Exercise description — Could you copy out, word for word, the rows from the line containing "drop a point: the man in black t-shirt" through the final line of the rows, including both of those lines?
◆ ◆ ◆ ◆
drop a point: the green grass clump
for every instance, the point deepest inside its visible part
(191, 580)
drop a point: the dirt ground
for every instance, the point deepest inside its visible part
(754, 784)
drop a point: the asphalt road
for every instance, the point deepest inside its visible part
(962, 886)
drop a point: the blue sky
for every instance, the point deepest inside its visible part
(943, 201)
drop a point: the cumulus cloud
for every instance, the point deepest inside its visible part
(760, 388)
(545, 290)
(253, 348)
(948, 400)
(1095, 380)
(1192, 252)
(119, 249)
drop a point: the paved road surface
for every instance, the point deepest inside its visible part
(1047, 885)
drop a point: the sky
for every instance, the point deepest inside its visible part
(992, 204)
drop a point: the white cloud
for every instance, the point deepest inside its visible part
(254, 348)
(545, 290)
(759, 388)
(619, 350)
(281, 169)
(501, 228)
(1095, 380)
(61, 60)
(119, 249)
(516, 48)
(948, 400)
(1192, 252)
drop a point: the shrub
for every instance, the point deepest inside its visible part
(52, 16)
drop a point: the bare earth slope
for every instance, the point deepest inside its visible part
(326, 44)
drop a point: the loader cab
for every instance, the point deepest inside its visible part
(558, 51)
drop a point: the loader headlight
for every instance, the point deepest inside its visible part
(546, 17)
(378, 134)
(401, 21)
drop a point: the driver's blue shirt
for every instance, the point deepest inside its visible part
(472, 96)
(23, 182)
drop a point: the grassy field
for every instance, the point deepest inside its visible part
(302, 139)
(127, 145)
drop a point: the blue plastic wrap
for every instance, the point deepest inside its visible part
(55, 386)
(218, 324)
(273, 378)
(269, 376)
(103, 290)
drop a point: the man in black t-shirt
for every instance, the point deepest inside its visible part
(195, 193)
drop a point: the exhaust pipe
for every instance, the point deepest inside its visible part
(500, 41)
◆ ◆ ◆ ◆
Response —
drop a point: the man in black t-shirt
for every instance, the point deepest inside its visible part
(195, 193)
drop a point: the exhaust pipe
for every instance, the point deepest inside its visible part
(500, 41)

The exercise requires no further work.